== PROBLEM REQUIREMENTS ==
Give back the whole listing exactly as shown.

____

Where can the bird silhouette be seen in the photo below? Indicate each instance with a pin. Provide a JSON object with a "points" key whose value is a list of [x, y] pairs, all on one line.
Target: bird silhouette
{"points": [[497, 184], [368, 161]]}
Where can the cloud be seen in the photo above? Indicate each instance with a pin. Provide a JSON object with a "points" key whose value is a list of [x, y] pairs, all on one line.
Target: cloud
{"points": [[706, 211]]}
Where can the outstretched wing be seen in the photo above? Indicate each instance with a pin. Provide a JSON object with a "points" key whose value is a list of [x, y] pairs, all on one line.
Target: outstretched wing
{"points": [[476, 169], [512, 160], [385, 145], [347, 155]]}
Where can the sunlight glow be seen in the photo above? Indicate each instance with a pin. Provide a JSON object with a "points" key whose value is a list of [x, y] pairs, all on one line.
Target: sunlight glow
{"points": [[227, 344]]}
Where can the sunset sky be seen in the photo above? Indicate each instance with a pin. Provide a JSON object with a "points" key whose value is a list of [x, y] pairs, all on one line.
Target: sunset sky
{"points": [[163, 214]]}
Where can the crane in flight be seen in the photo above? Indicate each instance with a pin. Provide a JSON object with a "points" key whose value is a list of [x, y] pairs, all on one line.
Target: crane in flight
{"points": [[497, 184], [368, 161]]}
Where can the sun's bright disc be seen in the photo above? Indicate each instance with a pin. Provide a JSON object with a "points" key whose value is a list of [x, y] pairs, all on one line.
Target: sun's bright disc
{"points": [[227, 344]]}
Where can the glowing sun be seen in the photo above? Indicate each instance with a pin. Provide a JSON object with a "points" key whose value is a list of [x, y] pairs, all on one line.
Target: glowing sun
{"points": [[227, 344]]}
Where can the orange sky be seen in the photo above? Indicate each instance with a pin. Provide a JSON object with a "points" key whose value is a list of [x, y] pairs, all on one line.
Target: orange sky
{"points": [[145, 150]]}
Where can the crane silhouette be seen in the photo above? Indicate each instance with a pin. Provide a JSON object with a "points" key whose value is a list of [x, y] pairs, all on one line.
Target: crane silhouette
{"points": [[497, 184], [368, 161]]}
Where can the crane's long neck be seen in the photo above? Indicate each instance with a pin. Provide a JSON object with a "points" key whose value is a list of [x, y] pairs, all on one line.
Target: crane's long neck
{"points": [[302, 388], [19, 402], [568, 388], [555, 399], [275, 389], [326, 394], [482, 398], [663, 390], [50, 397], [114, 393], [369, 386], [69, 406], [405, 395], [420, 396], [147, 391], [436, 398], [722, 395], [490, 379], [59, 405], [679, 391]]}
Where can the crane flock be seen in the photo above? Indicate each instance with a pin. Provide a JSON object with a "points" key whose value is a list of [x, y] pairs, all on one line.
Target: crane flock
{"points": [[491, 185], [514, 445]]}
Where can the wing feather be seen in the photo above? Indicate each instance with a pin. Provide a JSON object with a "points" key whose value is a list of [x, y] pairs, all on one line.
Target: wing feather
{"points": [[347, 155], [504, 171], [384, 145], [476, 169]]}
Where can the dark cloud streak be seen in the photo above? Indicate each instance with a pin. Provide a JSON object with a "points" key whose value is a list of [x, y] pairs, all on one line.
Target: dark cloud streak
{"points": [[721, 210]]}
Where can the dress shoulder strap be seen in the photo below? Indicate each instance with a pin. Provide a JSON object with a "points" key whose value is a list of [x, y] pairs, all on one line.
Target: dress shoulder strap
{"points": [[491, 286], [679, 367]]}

____

== ANSWER TO THE TASK ==
Where can the bird silhouette be seen in the photo below? Indicate each instance with a pin. Provide a JSON object with a "points" key whose value is a list of [x, y] pairs, all on one line.
Target: bird silhouette
{"points": [[497, 184], [368, 161]]}
Where can the cloud be seen in the photo above? Indicate each instance with a pin. Provide a JSON object with a "points" key whose value is a list of [x, y] pairs, all on one line.
Target: cloud
{"points": [[706, 211]]}
Where can the outstretched wing be seen in the photo above? Indicate each instance with a pin. Provide a JSON object with a "points" key whose value is a list of [x, y] pairs, all on one line.
Target: outstretched wing
{"points": [[476, 169], [512, 160], [385, 145], [347, 155]]}
Where can the sunlight glow be seen in the photo above? Indicate each instance with a pin. Provide a JSON object with a "points" key whose value is a list of [x, y] pairs, all on one line.
Target: sunlight glow
{"points": [[227, 344]]}
Where can the sunset sky be seen in the photo above? Indicate each instance with a pin. Provide a JSON object with a "points" key whose value is a list of [x, y] pairs, all on one line.
Target: sunset sky
{"points": [[163, 214]]}
Where can the crane in flight be seen in the photo above? Indicate each instance with a pin. Provide a JSON object with a "points" key whose value is a list of [x, y] pairs, all on one line.
Target: crane in flight
{"points": [[497, 184], [368, 161]]}
Where can the sun's bright disc be seen in the photo above? Indicate each instance with a pin. Provide a JSON object with a "points" key whose value is a list of [x, y] pairs, all on one line.
Target: sun's bright disc
{"points": [[227, 344]]}
Where can the glowing sun be seen in the photo above? Indicate each instance with a pin. Provide a JSON object with a "points" key whose value is a list of [x, y] pairs, all on one line.
Target: glowing sun
{"points": [[227, 344]]}
Where can the orange sky be seen in the photo above? Indicate each instance with a pin. Provide a JSON object with a "points" key whose value is a list of [x, y] pairs, all on one line.
Target: orange sky
{"points": [[145, 150]]}
Where can the crane silhouette be seen in the photo above? Indicate each instance with a pin. Provide a JSON object with a "points" key whose value is a list of [x, y] pairs, all on one line.
Target: crane silhouette
{"points": [[497, 184], [368, 161]]}
Where can the crane's long neck be seen in the photo above? Indicate each instance with a pin. Provide a JSON object with a "points" key whose value is a list of [x, y] pairs, all on one line.
Target: crane's long neck
{"points": [[302, 388], [19, 402], [568, 388], [555, 399], [275, 389], [326, 394], [482, 398], [663, 390], [50, 397], [114, 393], [369, 386], [69, 406], [405, 395], [420, 396], [147, 391], [436, 398], [722, 395], [490, 379], [59, 405], [679, 391]]}
Where can the crane flock be seen in the photo above? Indicate each instance with a pin. Provide a JSON object with a "points" key whose value is a list of [x, y] pairs, all on one line.
Target: crane flock
{"points": [[491, 185], [514, 445]]}
Where can the wing feather be seen in the photo above? Indicate each instance with a pin. Provide a JSON object with a "points" key whose value is a list of [x, y] pairs, all on one line.
Target: wing feather
{"points": [[347, 155], [504, 171], [384, 145], [476, 169]]}
Where can the dark cloud streak be seen in the photo above? Indicate each instance with a pin. Provide a JSON object with a "points" key whose value is a list of [x, y] pairs, all on one line.
Target: dark cloud streak
{"points": [[721, 210]]}
Where can the dress shoulder strap be seen in the photo below? Indicate each instance with a pin. Provide a JSON object with a "points" key whose value is a list of [x, y] pairs, all on one line.
Target: dress shoulder strap
{"points": [[491, 286], [679, 367]]}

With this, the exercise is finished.